> _PROVIDED RECORDS_

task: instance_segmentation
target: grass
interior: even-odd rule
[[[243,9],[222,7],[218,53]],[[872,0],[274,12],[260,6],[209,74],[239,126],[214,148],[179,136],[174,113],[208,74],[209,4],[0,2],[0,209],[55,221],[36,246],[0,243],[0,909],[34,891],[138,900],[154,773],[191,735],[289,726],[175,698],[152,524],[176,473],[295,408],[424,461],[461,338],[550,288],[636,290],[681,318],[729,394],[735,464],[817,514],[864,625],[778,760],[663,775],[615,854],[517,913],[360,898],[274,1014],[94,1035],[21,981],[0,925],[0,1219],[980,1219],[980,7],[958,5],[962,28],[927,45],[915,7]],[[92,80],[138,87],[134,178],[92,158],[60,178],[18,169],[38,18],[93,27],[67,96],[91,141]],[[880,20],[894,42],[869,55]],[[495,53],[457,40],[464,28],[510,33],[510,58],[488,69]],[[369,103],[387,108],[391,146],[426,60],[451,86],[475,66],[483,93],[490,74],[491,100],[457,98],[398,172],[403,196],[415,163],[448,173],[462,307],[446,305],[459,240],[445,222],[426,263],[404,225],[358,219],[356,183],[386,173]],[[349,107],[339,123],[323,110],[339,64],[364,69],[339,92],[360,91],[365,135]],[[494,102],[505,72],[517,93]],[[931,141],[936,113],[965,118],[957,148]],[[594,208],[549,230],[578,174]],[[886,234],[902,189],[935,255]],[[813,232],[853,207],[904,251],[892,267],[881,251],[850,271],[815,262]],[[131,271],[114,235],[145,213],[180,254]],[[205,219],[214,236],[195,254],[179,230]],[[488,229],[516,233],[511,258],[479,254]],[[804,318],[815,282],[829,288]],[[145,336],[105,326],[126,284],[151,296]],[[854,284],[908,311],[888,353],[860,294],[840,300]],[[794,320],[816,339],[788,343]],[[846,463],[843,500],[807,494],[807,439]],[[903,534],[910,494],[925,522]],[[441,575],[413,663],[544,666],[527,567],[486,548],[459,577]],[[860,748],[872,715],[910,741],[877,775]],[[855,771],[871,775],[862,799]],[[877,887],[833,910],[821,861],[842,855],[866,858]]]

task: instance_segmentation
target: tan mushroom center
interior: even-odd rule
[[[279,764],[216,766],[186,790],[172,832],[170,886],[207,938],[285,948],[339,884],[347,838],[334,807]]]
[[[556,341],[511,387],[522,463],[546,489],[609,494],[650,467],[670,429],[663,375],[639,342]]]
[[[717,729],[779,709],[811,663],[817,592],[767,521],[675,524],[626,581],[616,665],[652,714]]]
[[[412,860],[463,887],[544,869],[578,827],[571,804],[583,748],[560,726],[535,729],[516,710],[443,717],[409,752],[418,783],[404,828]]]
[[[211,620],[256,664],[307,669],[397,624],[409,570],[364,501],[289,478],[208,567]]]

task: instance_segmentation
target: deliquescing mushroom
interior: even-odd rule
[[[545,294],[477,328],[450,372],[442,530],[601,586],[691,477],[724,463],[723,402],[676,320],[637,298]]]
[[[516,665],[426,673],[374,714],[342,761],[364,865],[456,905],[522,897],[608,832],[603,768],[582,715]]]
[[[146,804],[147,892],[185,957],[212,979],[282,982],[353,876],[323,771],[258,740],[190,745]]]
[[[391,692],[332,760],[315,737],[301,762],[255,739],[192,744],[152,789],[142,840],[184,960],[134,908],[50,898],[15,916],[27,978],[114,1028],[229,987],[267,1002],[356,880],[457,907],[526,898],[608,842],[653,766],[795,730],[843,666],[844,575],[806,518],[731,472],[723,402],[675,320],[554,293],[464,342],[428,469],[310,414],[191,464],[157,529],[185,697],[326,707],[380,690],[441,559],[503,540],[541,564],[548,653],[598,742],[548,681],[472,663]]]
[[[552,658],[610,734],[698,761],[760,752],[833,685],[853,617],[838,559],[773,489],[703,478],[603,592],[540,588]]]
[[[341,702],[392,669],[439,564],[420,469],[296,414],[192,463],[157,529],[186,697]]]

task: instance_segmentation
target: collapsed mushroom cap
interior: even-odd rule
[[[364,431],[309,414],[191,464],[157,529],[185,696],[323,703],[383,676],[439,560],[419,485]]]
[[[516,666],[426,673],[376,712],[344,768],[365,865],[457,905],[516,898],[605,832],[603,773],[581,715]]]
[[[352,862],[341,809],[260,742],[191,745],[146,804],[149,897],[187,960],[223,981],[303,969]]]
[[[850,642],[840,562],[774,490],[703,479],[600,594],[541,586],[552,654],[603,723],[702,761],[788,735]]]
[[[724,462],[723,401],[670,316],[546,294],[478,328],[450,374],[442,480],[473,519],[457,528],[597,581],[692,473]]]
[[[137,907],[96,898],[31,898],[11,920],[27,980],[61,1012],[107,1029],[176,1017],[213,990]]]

> _TASK TO CARRY OUT_
Your task is to output the full set of records exactly as presented.

> _OUTPUT_
task: instance_segmentation
target: grass
interior: even-odd rule
[[[243,9],[222,7],[218,53]],[[872,0],[274,12],[260,6],[209,74],[239,126],[214,148],[179,136],[174,113],[208,74],[209,4],[0,2],[0,209],[55,221],[36,246],[0,243],[0,909],[34,891],[138,900],[154,773],[191,735],[289,726],[175,698],[152,524],[176,473],[295,408],[424,461],[461,338],[550,288],[636,290],[681,318],[729,394],[735,464],[817,514],[864,625],[778,760],[663,775],[615,854],[517,913],[360,898],[274,1014],[94,1035],[21,981],[0,925],[0,1219],[980,1219],[980,7],[958,5],[962,28],[927,45],[915,7]],[[92,80],[138,87],[134,178],[92,158],[60,178],[18,169],[38,18],[93,27],[67,96],[91,141]],[[880,20],[894,42],[869,55]],[[495,53],[457,40],[464,28],[510,33],[510,58],[488,69]],[[369,103],[387,108],[391,146],[426,60],[451,86],[475,66],[483,93],[490,74],[491,100],[457,98],[398,172],[403,196],[415,163],[448,173],[462,307],[446,305],[459,240],[445,222],[426,263],[404,225],[358,219],[356,183],[386,173]],[[349,107],[339,123],[323,110],[339,64],[364,69],[339,92],[360,91],[365,135]],[[494,102],[505,72],[517,93]],[[931,141],[936,113],[965,118],[957,148]],[[594,208],[549,230],[578,174]],[[886,234],[902,189],[935,255]],[[813,232],[853,207],[904,251],[892,267],[881,251],[850,271],[815,262]],[[131,271],[114,235],[145,213],[180,254]],[[205,219],[214,236],[195,254],[179,230]],[[488,229],[516,233],[511,258],[479,254]],[[804,318],[815,282],[829,288]],[[145,336],[105,326],[126,284],[151,296]],[[854,284],[908,311],[888,353],[860,294],[840,300]],[[794,320],[816,339],[788,343]],[[846,463],[843,500],[807,494],[807,439]],[[903,534],[910,494],[925,522]],[[441,575],[413,663],[544,666],[527,567],[486,548],[459,577]],[[860,748],[872,715],[910,741],[877,775]],[[855,771],[871,775],[862,799]],[[877,887],[833,910],[821,861],[842,855],[866,858]]]

task: instance_segmentation
target: tan mushroom center
interior: even-odd rule
[[[279,764],[216,766],[186,790],[172,832],[170,886],[207,938],[285,948],[339,884],[347,838],[334,807]]]
[[[556,341],[511,387],[522,463],[546,489],[609,494],[650,467],[670,429],[663,375],[639,342]]]
[[[717,729],[779,709],[811,663],[817,592],[767,521],[675,524],[626,581],[616,665],[652,714]]]
[[[412,860],[463,887],[544,869],[578,827],[571,804],[583,748],[560,726],[535,729],[516,710],[443,717],[409,752],[418,783],[404,828]]]
[[[211,620],[256,664],[307,669],[397,624],[409,570],[364,501],[289,478],[208,567]]]

task: instance_segmentation
target: deliquescing mushroom
interior: even-odd rule
[[[545,294],[477,328],[450,372],[442,530],[601,586],[691,477],[724,463],[723,402],[676,320],[637,298]]]
[[[516,665],[426,673],[374,714],[342,761],[364,865],[456,905],[522,897],[608,832],[603,768],[582,715]]]
[[[146,804],[147,892],[185,957],[212,979],[282,982],[353,876],[323,771],[258,740],[190,745]]]
[[[391,692],[332,760],[315,737],[301,762],[255,739],[192,744],[152,789],[142,840],[184,960],[134,908],[50,898],[15,916],[27,978],[114,1028],[229,987],[267,1002],[356,880],[457,907],[526,898],[608,842],[653,766],[795,730],[843,666],[844,575],[806,518],[731,472],[723,402],[675,320],[554,293],[464,342],[428,469],[310,414],[191,464],[157,529],[185,697],[326,707],[380,690],[441,559],[503,540],[541,564],[548,653],[598,742],[548,681],[472,663]]]
[[[552,658],[610,734],[698,761],[760,752],[833,685],[853,617],[838,559],[773,489],[703,478],[603,592],[540,588]]]
[[[341,702],[392,669],[439,564],[420,469],[296,414],[192,463],[157,529],[186,697]]]

task: instance_segmentation
target: collapsed mushroom cap
interior: even-odd rule
[[[364,431],[309,414],[191,464],[157,529],[185,696],[323,703],[383,676],[439,560],[419,485]]]
[[[516,666],[426,673],[376,712],[344,768],[365,865],[457,905],[516,898],[605,832],[603,773],[581,715]]]
[[[352,862],[341,809],[260,742],[191,745],[146,804],[149,897],[187,960],[223,981],[303,969]]]
[[[850,642],[840,562],[774,490],[703,479],[600,594],[541,586],[552,654],[603,723],[702,761],[788,735]]]
[[[724,462],[723,401],[670,316],[546,294],[478,328],[450,374],[442,480],[473,519],[457,528],[597,581],[692,473]]]
[[[137,907],[96,898],[31,898],[11,920],[27,980],[61,1012],[107,1029],[176,1017],[213,990]]]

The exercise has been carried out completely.